[Material to process — start]

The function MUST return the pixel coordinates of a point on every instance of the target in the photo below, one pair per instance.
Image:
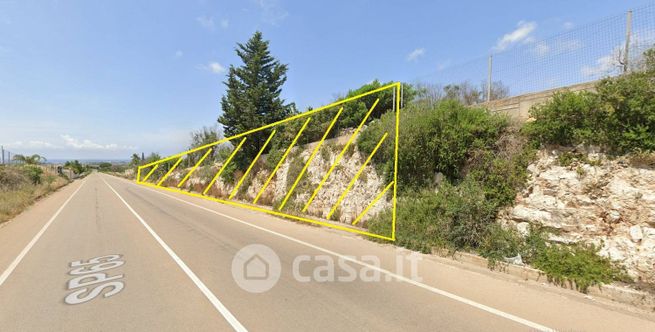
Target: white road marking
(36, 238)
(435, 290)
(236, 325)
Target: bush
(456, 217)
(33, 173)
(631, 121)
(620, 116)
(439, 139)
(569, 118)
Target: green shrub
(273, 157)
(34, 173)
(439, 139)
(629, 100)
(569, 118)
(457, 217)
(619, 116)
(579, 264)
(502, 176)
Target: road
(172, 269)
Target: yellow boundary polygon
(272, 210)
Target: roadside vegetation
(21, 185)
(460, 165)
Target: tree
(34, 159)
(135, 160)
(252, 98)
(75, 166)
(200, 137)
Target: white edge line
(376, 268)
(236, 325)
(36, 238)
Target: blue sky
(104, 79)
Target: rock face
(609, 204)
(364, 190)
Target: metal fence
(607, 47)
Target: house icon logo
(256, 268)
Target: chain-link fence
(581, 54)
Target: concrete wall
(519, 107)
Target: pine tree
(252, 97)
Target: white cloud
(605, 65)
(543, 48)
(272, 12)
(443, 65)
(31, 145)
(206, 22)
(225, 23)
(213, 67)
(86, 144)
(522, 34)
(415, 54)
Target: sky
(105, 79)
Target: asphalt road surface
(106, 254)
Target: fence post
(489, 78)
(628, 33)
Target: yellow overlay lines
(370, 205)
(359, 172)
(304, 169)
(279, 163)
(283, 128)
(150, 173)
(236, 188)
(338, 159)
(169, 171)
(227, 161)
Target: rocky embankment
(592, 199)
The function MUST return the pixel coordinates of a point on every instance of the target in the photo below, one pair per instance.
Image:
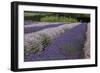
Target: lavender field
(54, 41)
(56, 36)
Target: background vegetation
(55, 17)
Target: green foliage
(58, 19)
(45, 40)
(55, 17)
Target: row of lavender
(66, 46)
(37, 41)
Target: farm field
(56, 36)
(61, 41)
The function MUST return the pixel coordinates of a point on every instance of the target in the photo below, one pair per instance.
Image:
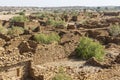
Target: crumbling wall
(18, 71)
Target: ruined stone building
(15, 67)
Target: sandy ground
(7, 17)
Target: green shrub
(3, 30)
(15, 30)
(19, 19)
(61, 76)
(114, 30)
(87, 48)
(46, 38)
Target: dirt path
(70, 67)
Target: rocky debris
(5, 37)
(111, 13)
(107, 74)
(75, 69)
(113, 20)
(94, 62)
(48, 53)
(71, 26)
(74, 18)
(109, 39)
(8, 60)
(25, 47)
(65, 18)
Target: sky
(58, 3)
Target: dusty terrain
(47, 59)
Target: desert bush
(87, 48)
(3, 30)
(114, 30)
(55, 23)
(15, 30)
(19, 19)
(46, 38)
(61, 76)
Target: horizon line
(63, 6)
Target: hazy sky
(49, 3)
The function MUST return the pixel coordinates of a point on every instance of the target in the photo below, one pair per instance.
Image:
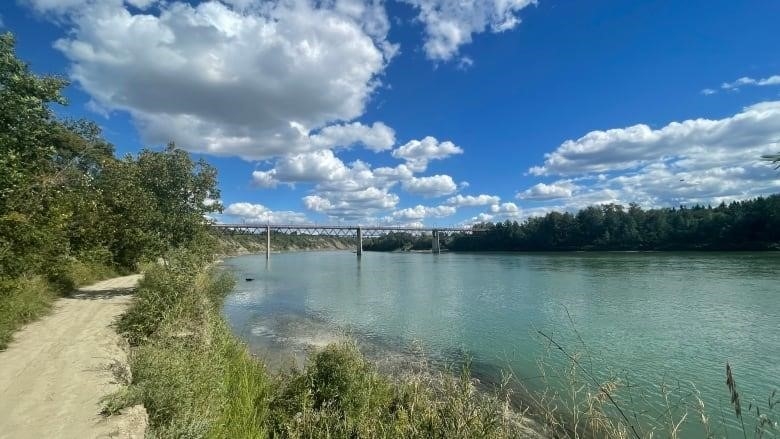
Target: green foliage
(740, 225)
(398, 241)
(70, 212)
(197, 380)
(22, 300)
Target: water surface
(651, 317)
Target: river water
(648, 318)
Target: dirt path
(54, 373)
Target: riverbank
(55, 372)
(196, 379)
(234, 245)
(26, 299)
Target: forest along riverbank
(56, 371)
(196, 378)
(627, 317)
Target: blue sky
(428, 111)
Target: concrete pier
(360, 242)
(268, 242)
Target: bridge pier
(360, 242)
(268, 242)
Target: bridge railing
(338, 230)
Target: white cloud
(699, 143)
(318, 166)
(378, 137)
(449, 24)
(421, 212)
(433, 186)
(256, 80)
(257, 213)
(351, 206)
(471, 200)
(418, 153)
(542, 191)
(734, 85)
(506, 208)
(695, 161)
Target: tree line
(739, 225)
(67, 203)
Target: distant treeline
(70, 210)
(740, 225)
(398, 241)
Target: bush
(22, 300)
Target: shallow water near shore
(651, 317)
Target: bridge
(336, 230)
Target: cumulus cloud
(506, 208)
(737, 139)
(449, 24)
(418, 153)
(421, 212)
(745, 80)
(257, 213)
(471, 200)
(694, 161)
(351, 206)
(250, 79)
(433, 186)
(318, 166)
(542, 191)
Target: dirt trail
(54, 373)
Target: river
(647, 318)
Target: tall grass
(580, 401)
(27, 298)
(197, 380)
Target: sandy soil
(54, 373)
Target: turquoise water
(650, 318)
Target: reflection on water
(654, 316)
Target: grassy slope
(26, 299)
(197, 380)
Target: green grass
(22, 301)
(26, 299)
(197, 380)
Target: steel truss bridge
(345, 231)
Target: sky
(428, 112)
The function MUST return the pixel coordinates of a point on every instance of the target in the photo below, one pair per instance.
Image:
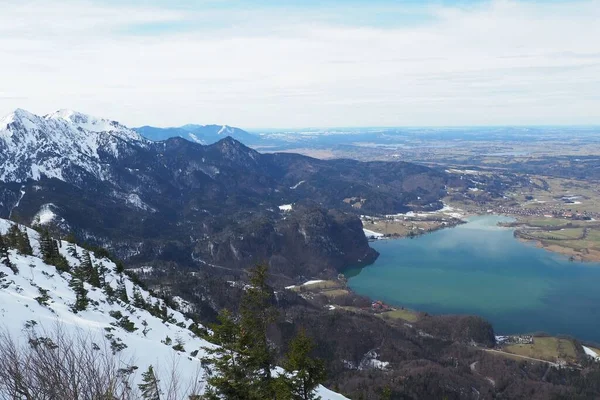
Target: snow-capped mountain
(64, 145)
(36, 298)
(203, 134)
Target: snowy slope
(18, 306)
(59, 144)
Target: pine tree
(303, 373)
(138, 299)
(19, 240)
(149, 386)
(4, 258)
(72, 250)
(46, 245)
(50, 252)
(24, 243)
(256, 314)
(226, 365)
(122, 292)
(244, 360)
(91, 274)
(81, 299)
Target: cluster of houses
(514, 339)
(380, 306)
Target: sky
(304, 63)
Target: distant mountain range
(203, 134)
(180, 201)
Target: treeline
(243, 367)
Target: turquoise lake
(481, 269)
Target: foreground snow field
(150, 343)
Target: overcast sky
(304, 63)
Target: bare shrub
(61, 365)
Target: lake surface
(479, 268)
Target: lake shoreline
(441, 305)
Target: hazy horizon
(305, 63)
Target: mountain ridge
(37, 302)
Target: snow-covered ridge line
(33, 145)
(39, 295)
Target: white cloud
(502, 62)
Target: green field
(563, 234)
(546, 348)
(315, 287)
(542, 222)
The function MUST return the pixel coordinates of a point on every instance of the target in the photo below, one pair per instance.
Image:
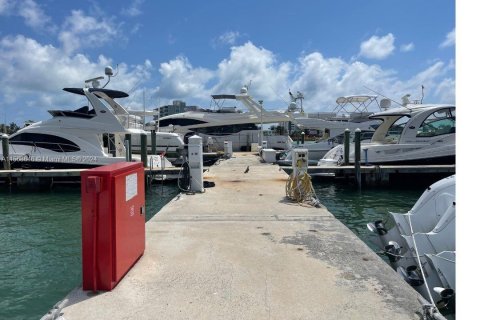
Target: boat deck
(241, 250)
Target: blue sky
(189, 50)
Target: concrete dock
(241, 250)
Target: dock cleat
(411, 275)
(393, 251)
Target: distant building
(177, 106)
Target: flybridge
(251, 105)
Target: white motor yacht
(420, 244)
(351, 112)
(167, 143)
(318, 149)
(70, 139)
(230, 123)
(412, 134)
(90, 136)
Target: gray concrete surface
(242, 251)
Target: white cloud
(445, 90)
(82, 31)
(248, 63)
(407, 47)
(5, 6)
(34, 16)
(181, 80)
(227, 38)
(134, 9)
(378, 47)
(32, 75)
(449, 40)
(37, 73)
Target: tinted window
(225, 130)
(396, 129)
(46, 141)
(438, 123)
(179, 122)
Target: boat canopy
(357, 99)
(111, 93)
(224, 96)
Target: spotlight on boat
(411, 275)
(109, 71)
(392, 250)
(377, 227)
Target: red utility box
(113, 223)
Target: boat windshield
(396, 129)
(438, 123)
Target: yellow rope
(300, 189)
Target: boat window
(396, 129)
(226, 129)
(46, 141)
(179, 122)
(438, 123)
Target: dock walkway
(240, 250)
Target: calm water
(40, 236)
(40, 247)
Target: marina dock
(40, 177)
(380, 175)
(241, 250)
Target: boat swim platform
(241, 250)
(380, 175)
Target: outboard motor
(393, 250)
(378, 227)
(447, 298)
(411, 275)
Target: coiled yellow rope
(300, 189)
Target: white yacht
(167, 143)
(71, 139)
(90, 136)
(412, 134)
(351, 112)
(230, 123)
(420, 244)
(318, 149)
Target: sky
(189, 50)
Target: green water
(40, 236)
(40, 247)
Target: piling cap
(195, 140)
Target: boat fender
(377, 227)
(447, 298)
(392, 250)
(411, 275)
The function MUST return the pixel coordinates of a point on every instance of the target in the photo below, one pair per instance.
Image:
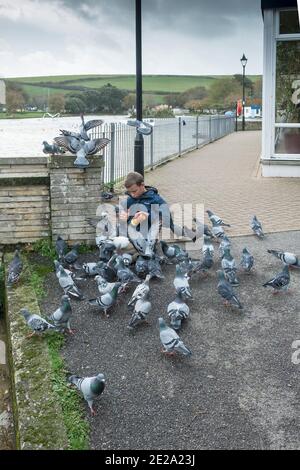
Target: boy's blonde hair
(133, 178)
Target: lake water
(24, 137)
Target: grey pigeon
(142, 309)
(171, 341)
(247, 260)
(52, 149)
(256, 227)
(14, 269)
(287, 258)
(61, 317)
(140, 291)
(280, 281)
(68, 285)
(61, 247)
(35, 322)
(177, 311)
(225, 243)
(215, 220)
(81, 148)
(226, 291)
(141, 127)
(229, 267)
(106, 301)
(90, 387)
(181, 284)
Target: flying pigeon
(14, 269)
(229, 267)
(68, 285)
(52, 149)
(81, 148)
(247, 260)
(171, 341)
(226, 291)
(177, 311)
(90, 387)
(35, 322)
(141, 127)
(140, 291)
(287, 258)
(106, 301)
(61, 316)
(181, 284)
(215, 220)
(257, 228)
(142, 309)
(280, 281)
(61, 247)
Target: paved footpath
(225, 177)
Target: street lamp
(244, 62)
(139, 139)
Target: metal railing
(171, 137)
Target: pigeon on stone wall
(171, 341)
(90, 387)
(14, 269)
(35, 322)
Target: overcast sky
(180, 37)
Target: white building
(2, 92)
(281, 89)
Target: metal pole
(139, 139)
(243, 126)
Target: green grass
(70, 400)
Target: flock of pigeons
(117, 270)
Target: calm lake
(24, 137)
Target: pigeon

[Material to process — finish]

## Problem description
Copy out exactly the lines between the line that contains "Target: boat windshield" and the last line of the records, both ends included; leave out every picture.

## Your solution
Target: boat windshield
(396, 129)
(438, 123)
Target: yellow rope
(300, 189)
Target: boat window
(396, 129)
(226, 129)
(46, 141)
(179, 122)
(438, 123)
Target: dock walkway
(240, 250)
Target: calm water
(40, 236)
(40, 247)
Target: marina dock
(40, 177)
(380, 175)
(241, 250)
Target: boat swim platform
(241, 250)
(380, 175)
Target: outboard motor
(393, 250)
(378, 227)
(447, 298)
(411, 275)
Target: coiled yellow rope
(300, 189)
Target: white yacht
(167, 143)
(71, 139)
(90, 136)
(412, 134)
(351, 112)
(230, 123)
(420, 244)
(318, 149)
Target: sky
(189, 50)
Target: green water
(40, 236)
(40, 247)
Target: piling cap
(195, 140)
Target: boat fender
(377, 227)
(447, 298)
(392, 250)
(411, 275)
The function MUST return the pixel coordinates of a point on every instance of the target in the photo below, one pair per instance.
Image:
Target: boy's blonde hair
(133, 178)
Target: lake water
(24, 137)
Target: grey pigeon
(142, 309)
(171, 341)
(247, 260)
(52, 149)
(256, 227)
(14, 269)
(287, 258)
(61, 317)
(140, 291)
(280, 281)
(68, 285)
(61, 247)
(35, 322)
(177, 311)
(225, 243)
(215, 220)
(81, 148)
(226, 291)
(141, 127)
(229, 267)
(106, 301)
(90, 387)
(181, 284)
Target: flying pigeon
(14, 269)
(229, 267)
(68, 285)
(52, 149)
(81, 148)
(247, 260)
(171, 341)
(226, 291)
(177, 311)
(90, 387)
(35, 322)
(141, 127)
(140, 291)
(287, 258)
(106, 301)
(61, 316)
(181, 284)
(215, 220)
(257, 228)
(142, 309)
(280, 281)
(61, 247)
Target: paved footpath
(225, 177)
Target: street lamp
(244, 62)
(139, 139)
Target: metal railing
(171, 137)
Target: pigeon on stone wall
(171, 341)
(90, 387)
(14, 269)
(35, 322)
Target: overcast sky
(180, 37)
Target: white building
(2, 92)
(281, 89)
Target: metal pole
(139, 139)
(243, 126)
Target: green grass
(70, 400)
Target: flock of pigeons
(117, 270)
Target: calm lake
(24, 137)
Target: pigeon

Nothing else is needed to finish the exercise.